╔══

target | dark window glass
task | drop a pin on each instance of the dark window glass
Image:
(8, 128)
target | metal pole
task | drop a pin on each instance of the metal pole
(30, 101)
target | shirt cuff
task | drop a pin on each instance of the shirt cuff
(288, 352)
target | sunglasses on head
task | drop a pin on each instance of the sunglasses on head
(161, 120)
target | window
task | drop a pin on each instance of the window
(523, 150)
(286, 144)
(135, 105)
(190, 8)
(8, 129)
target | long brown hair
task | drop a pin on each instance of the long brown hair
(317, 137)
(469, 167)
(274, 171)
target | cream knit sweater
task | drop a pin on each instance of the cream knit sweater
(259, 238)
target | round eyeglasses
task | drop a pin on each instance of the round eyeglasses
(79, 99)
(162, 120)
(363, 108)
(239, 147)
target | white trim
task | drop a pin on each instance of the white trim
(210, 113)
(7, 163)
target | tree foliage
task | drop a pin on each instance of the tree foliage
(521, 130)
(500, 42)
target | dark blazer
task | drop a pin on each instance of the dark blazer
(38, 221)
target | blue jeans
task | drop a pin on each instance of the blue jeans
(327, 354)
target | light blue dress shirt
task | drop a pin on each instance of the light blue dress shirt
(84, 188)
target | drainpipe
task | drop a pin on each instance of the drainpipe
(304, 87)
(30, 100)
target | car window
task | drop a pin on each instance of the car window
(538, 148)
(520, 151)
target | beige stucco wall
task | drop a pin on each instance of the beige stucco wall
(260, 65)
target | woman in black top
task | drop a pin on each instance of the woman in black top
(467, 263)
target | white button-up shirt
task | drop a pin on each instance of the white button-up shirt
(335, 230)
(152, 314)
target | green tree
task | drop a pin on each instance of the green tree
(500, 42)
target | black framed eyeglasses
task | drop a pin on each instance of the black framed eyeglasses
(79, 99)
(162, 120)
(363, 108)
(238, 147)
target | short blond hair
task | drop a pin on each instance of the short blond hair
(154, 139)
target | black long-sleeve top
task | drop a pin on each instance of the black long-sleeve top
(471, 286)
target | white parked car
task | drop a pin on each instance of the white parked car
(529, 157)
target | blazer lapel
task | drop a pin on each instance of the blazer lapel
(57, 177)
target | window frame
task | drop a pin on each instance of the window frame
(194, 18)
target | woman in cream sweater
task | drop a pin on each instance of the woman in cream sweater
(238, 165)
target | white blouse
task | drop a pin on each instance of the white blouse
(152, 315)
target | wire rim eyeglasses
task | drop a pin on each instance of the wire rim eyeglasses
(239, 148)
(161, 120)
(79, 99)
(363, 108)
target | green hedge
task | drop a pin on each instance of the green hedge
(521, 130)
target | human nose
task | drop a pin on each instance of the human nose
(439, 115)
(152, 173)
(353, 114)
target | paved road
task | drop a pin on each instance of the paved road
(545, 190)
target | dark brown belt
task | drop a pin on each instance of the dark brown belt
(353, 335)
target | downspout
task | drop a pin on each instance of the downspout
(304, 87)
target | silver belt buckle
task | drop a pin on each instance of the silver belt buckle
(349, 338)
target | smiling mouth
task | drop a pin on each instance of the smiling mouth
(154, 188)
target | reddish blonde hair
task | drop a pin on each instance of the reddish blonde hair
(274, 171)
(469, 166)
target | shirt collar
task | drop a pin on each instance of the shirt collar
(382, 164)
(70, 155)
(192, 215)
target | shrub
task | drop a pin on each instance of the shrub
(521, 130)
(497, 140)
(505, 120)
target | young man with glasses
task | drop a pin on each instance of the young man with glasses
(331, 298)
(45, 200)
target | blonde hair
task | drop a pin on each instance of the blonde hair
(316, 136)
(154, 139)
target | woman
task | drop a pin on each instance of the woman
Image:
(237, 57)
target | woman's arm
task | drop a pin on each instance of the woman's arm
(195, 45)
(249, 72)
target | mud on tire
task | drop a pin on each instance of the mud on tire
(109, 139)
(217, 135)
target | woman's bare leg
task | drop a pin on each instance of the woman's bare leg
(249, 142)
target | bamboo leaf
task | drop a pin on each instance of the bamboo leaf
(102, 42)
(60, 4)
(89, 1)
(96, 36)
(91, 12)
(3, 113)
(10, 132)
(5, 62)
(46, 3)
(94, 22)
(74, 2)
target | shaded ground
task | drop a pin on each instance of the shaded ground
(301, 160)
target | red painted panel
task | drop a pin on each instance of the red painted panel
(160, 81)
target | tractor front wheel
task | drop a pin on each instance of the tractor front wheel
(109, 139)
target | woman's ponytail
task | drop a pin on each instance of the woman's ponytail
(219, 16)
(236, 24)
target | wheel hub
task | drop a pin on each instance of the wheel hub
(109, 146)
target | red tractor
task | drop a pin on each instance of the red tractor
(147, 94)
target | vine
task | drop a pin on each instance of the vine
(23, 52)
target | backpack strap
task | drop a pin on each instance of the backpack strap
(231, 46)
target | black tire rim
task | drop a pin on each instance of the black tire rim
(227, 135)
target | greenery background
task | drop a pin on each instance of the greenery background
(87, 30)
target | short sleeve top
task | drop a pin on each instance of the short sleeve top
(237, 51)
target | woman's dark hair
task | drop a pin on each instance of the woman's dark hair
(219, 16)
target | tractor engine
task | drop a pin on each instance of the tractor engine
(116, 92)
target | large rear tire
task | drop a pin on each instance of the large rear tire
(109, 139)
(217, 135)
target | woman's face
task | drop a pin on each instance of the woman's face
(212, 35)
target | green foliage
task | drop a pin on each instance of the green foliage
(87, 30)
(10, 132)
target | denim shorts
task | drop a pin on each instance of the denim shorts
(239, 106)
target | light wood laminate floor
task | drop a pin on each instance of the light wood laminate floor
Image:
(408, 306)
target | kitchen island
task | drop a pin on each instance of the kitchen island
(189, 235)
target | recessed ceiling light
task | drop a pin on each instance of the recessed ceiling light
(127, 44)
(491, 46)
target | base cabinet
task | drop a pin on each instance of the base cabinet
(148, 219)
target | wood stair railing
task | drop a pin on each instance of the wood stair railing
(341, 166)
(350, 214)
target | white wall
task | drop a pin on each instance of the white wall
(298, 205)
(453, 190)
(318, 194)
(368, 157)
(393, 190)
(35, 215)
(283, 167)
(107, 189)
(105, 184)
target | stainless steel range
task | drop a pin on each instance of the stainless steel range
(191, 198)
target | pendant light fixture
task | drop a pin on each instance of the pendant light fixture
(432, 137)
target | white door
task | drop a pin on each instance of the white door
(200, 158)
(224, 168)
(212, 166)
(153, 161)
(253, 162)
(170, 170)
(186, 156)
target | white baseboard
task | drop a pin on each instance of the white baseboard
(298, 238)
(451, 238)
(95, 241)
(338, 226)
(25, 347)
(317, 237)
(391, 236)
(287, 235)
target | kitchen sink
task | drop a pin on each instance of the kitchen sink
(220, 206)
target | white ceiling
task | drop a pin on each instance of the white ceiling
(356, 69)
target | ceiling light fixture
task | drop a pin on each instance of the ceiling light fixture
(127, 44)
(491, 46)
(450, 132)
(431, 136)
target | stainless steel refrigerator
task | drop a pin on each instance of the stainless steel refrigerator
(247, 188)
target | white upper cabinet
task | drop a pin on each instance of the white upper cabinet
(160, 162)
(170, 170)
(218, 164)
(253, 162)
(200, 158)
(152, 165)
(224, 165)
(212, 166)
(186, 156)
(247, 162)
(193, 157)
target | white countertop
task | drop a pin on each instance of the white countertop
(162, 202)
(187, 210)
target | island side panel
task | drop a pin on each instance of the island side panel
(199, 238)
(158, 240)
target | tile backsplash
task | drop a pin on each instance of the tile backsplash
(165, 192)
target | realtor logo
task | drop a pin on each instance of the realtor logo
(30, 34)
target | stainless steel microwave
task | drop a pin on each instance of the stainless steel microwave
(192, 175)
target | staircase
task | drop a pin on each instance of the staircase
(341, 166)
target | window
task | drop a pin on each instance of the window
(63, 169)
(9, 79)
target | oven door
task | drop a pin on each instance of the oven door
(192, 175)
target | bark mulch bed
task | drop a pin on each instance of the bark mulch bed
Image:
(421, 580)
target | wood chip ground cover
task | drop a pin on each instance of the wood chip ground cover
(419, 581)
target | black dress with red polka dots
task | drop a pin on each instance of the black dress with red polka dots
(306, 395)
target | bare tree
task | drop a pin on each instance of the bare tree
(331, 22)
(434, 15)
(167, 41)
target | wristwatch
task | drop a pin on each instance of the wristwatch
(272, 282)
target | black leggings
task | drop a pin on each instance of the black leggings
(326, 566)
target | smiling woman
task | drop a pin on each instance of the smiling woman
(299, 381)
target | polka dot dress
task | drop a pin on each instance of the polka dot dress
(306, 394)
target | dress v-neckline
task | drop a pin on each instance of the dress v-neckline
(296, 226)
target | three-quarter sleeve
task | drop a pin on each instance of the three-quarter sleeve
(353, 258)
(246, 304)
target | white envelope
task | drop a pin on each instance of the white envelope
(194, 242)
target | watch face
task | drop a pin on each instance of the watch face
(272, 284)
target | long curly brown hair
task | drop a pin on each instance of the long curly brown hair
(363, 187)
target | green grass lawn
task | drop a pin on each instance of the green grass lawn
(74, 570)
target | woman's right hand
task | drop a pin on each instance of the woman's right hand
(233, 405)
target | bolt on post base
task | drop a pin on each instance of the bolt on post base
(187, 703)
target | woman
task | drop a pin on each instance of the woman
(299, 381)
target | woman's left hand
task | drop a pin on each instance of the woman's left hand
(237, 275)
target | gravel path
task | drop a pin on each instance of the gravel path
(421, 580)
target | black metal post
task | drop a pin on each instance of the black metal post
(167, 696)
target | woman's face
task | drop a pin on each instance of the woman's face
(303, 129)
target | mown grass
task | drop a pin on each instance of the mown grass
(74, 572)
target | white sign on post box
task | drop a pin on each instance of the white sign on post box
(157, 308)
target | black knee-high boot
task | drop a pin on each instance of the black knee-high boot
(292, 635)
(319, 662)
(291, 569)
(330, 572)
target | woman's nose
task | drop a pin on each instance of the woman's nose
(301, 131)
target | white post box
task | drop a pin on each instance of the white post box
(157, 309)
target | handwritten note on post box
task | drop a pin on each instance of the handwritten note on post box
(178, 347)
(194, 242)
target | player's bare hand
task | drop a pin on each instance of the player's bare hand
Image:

╚══

(REQUEST)
Reproduce exactly the lines from the one with "target | gravel path" through the end of the entries above, both ends included.

(EXERCISE RESULT)
target | gravel path
task | drop a pin on each instance of the gravel path
(421, 580)
target | black metal post
task | drop a pin on each instance of the black metal post
(167, 696)
target | woman's face
task | drop a pin on each instance of the woman's face
(303, 129)
target | mown grass
task | drop a pin on each instance of the mown grass
(74, 572)
target | white sign on post box
task | drop a pin on each instance of the white sign on post box
(157, 308)
target | black knee-high boot
task | drop a pin on each instance of the black knee-high boot
(292, 635)
(319, 662)
(291, 569)
(330, 572)
target | woman's nose
task | drop a pin on each instance of the woman's nose
(301, 131)
target | white post box
task | drop a pin on each instance of the white post box
(157, 309)
target | handwritten note on post box
task | drop a pin on each instance of the handwritten note on post box
(178, 347)
(194, 242)
target | player's bare hand
task | drop a pin on each instance of the player's bare hand
Image:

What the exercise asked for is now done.